● Your task
Every record below should be written out exactly; pictures stay out.

Stored dataset items:

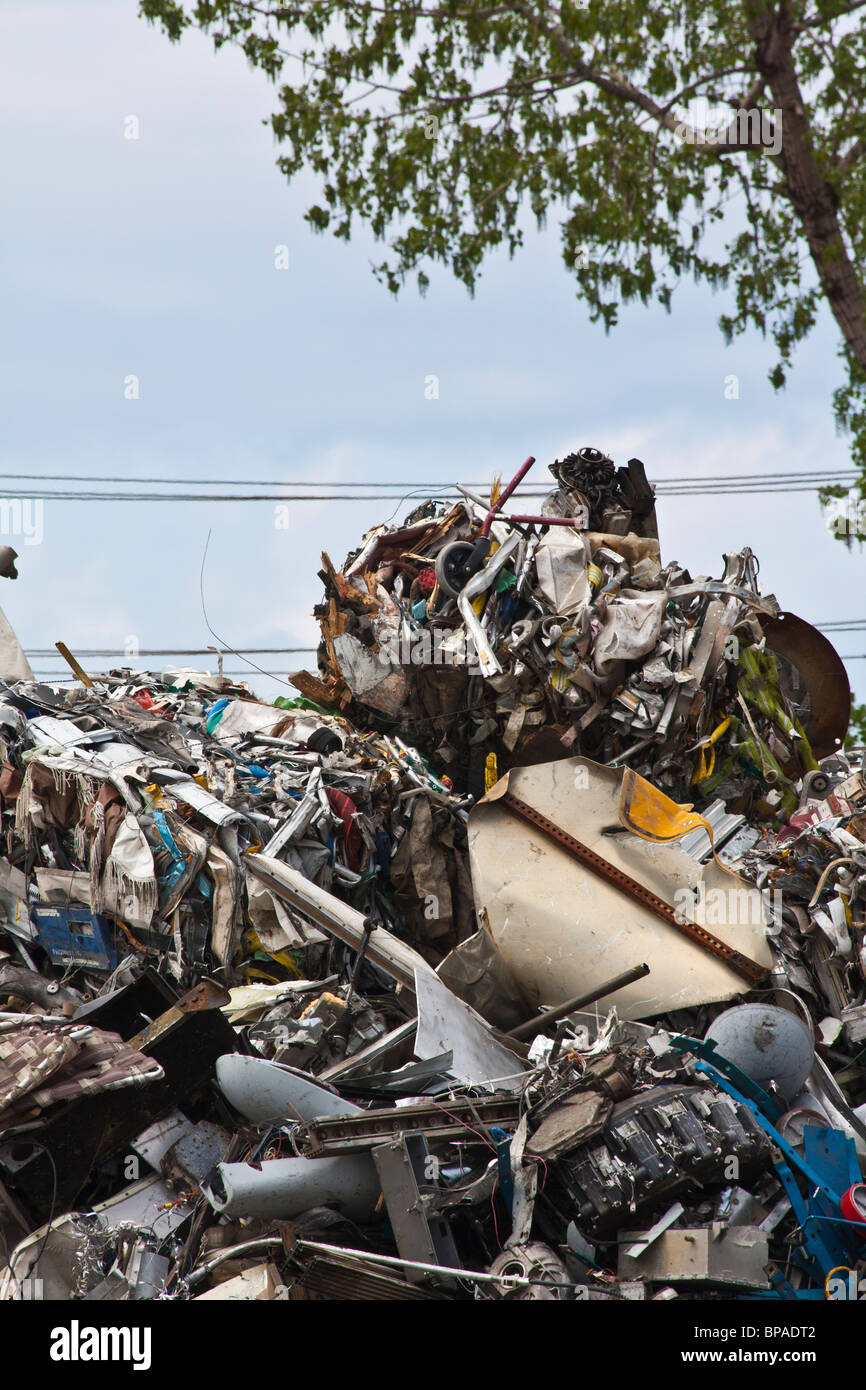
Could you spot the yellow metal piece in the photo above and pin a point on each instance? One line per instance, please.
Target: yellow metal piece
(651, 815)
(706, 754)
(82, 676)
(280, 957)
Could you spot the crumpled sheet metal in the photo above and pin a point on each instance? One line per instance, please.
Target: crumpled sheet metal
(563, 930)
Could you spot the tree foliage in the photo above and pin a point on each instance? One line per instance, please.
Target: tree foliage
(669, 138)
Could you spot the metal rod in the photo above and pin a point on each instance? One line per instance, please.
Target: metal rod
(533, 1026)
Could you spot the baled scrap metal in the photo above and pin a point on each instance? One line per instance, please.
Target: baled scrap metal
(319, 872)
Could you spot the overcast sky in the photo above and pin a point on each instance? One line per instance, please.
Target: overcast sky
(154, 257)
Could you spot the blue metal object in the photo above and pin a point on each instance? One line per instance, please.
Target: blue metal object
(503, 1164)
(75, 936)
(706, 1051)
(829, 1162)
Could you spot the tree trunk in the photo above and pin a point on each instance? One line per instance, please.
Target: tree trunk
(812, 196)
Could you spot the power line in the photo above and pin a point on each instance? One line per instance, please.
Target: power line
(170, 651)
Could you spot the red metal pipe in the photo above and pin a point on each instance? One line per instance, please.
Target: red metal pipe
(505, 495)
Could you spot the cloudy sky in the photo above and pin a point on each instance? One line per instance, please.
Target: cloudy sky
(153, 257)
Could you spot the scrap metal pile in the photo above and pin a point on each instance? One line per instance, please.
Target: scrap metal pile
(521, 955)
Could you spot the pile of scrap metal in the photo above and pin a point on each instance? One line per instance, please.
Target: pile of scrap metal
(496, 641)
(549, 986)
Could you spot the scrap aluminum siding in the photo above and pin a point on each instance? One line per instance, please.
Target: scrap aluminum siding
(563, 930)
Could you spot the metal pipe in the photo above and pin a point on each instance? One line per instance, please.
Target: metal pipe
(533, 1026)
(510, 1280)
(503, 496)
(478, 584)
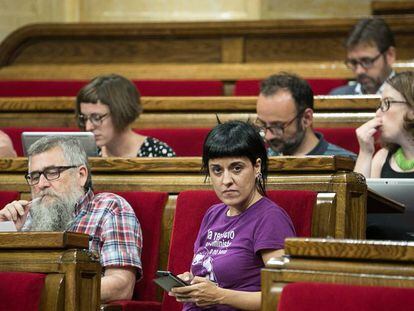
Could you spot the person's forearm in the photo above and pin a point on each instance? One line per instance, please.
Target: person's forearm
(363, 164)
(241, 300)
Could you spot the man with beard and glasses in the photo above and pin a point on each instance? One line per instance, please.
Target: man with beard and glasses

● Finished exercise
Could you spot the yellow metal piece in the photo above and pin a point on each instance? One line per instance, please.
Target: yellow metal piece
(651, 815)
(706, 754)
(82, 676)
(280, 957)
Could you spot the crumpled sheet metal in the photo above and pin a point on each instance? One line per instance, please.
Target: crumpled sheet metal
(563, 930)
Could you spot the tree foliage in the photo above and pin a point on each instance? One line per instance, please.
Target: tree foliage
(669, 138)
Could you spot the metal rod in the photo above and pin a point on each instance? One line per instance, please.
Target: metal rod
(533, 1026)
Could you spot the baled scrap metal in the photo above and pin a point on each instance? One line per instance, please.
Target: baled scrap metal
(319, 872)
Could you spot the overcast sky in the photo above and pin a point on each instance? One line per instance, please.
Target: overcast sky
(154, 257)
Could you spot the blue metal object in the photo above and pin a point on each instance? One line per instance, please.
Target: blue metal object
(503, 1164)
(75, 936)
(706, 1051)
(829, 1162)
Could you spot the tree trunk in the photo above and pin a point on each instance? One line per instance, please.
Target: tree trunk
(812, 196)
Could you spot the power line in the photo above and pin a point on each instance? One line per instance, please.
Target: power line
(170, 651)
Could you spot the red metal pipe in the photo above and pin a point on each instance? One line per instance, please.
Target: red metal pipe
(505, 495)
Could you spot the cloudy sky in the photo above and pin a point on each instance? One line per instance, please.
Target: cloudy sky
(153, 257)
Could you spot the scrap metal pile in the photo above and pin a point on each instance? One line per instance, please.
Target: scrap metal pile
(521, 955)
Could you spot the pile of scrap metal in the photo above and pin a point on each instance? One line per instance, please.
Target: pile of scrap metal
(496, 641)
(549, 986)
Could you spot the scrap aluminum siding in the photo above and pin a point on each instance? One line per instance, please.
Target: scrap aluminum siding
(563, 930)
Could you spot the metal pipe in the photo above and pin a point on each instance? One line per instance, please.
Target: metal pipe
(533, 1026)
(510, 1280)
(503, 496)
(478, 584)
Could you spot the person's forearm in the photo above and pin a point on each instance? One line per instance, please.
Target: person's forearm
(363, 164)
(241, 300)
Could you spot the man with beard and glasses in the photo above and pin a point on each instance? One line per instance, please.
Target: man with beard and glasses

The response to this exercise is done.